On Fri, Nov 14, 2014 at 8:00 PM, Patrick McManus <mcma...@ducksong.com> wrote:
>
> On Thu, Nov 13, 2014 at 11:16 PM, Henri Sivonen <hsivo...@hsivonen.fi>
> wrote:
>>
>> The part that's hard to accept is: Why is the countermeasure
>> considered effective for attacks like these, when the level of how
>> "active" the MITM needs to be to foil the countermeasure (by
>> inhibiting the upgrade by messing with the initial HTTP/1.1 headers)
>> is less than the level of active these MITMs already are when they
>> inject new HTTP/1.1 headers or inject JS into HTML?
>
> There are a few pieces here -
> 1] I totally expect what you describe about signalling stripping to happen
> to some subset of the traffic, but an active cleartext carrier based MITM is
> not the only opponent. Many of these systems are tee'd read only dragnets.
> Especially the less sophisticated scenarios.

I agree that http+OE is effective in the case of mere read-only fiber
splitters when no hop on the way inhibits the upgrade. (The flipside
is, of course, that if you have an ISP inhibiting the upgrade as a
"small time" attack to inject ads, a fiber split at another hop gets
to see the un-upgraded traffic.)

> 1a] not all of the signalling happens in band especially wrt mobility.

The notion that devices move between networks that change the contents
of IP packets and networks that deliver IP packets without changing
their contents and upgrade signals seen in the latter kind of network
getting remembered for the first kind makes sense, yes. But this isn't
really about whether there exist some cases where OE works but about
whether OE distracts from https.

> 2] When the basic ciphertext technology is proven, I expect to see other
> ways to signal its use.
>
> I casually mentioned a tofu pin yesterday and you were rightly concerned
> about pin fragility - but in this case the pin needn't be hard fail (and pin
> was a poor word choice) - its an indicator to try OE. That can be downgraded
> if you start actively resetting 443, sure - but that's a much bigger step to
> take that may result in generally giving users of your network a bad
> experience.

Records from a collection
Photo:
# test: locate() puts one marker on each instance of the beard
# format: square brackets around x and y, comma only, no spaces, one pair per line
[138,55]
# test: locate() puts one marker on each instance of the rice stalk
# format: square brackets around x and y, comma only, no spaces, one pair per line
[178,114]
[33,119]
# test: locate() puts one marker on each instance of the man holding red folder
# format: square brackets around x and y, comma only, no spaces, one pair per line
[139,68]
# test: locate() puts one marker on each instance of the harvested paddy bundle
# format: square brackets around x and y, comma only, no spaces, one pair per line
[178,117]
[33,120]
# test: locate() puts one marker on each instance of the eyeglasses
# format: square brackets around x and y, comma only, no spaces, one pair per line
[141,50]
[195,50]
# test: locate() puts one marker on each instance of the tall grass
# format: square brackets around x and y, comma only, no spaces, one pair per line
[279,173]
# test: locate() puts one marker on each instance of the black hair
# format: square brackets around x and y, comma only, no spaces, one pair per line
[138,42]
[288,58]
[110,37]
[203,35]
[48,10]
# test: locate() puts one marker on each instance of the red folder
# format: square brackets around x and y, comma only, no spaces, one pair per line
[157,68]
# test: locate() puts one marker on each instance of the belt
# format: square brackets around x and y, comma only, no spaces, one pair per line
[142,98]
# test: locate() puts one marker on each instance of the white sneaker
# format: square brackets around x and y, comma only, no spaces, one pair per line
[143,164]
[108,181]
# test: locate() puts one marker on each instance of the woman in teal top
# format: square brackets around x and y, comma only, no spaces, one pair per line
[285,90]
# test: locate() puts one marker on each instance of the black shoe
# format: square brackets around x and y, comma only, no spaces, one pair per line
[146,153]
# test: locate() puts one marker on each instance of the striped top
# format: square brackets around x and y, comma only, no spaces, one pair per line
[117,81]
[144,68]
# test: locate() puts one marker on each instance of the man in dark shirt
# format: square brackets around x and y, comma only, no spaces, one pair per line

WORK INSTRUCTIONS:
A – From the email exchange about opportunistic encryption, reproduce the passage starting with "I agree that" and going on through "the un-upgraded traffic.)".
B – In the email exchange about opportunistic encryption, what does the quoted reply say many of these systems are?
C – Resume the email exchange about opportunistic encryption from the point where it stops.

ANSWERS TO THE EXERCISES:
A –
I agree that http+OE is effective in the case of mere read-only fiber
splitters when no hop on the way inhibits the upgrade. (The flipside
is, of course, that if you have an ISP inhibiting the upgrade as a
"small time" attack to inject ads, a fiber split at another hop gets
to see the un-upgraded traffic.)

B – Tee'd read-only dragnets.

C –
>
> And if you go down this road you find all manner of other interesting ways
> to bootstrap OE - especially if what you are bootstrapping is an
> opportunistic effort that looks a lot like https on the wire: gossip
> distribution of known origins, optimistic attempts on your top-N frecency
> sites, DNS (sec?).. even h2 https sessions can be used to carry http schemed
> traffic (the h2 protocol finally explicitly carries scheme as part of the
> transaction instead of making all transactions on the same connection carry
> the same scheme) which might be a very good thing for folks with mixed
> content problems. Most of this can be explored asynchronously at the cost of
> some plaintext usage in the interim. Its opportunistic afterall.
>
> There is certainly some cat and mouse here - as Martin says, its really just
> a small piece. I don't think of it as more than replacing some plaintext
> with some encryption - that's not perfection, but I really do think its
> significant.

I think the idea that there might be other signals is a bad sign: It's
a sign that incrementally patching up OE signaling will end up taking
more and more effort while still falling short of https that is
already available for adoption and available even in legacy browsers.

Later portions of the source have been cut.